### [WHAT TO PRODUCE]
Reproduce every entry below with "one point" substituted for "a single point" wherever it occurs, leaving all other text unchanged. Omit the pictures from your reproduction.

________

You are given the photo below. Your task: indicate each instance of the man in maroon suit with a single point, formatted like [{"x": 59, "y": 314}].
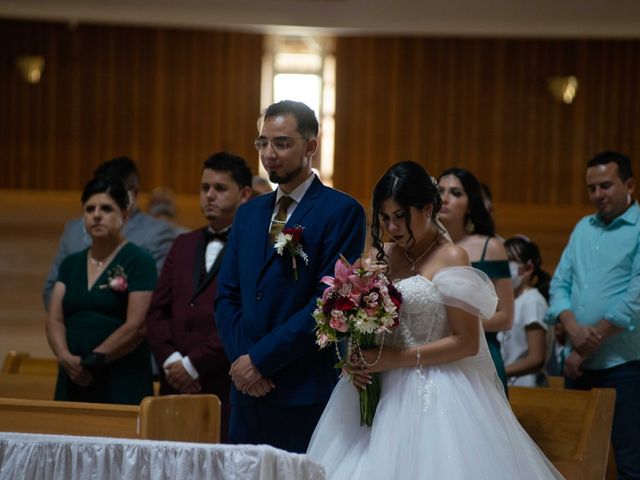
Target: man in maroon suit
[{"x": 181, "y": 328}]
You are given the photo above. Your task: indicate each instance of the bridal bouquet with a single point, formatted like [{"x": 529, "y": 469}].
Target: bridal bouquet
[{"x": 359, "y": 304}]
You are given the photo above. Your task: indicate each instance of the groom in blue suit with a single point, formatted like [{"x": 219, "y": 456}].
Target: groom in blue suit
[{"x": 281, "y": 380}]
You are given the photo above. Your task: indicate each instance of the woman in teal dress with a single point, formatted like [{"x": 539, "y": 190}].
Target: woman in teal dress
[
  {"x": 96, "y": 322},
  {"x": 470, "y": 225}
]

________

### [THE ANSWER]
You are given the photo below. Your task: indicate each instance of the man in maroon suit with one point, formatted like [{"x": 59, "y": 314}].
Target: man in maroon suit
[{"x": 181, "y": 328}]
You are given the photo above. Your task: indicate each instance of the bridal bouquet with one point, formatted like [{"x": 529, "y": 469}].
Target: bridal bouquet
[{"x": 359, "y": 304}]
You are given the photo above. Your task: indicate each instance of the groom in blue suit with one point, formatted like [{"x": 219, "y": 456}].
Target: groom in blue suit
[{"x": 281, "y": 380}]
You are given the photo above. Your task: indicate each instance of the woman in teal dress with one point, formatted like [{"x": 539, "y": 190}].
Target: woman in teal dress
[
  {"x": 96, "y": 322},
  {"x": 470, "y": 225}
]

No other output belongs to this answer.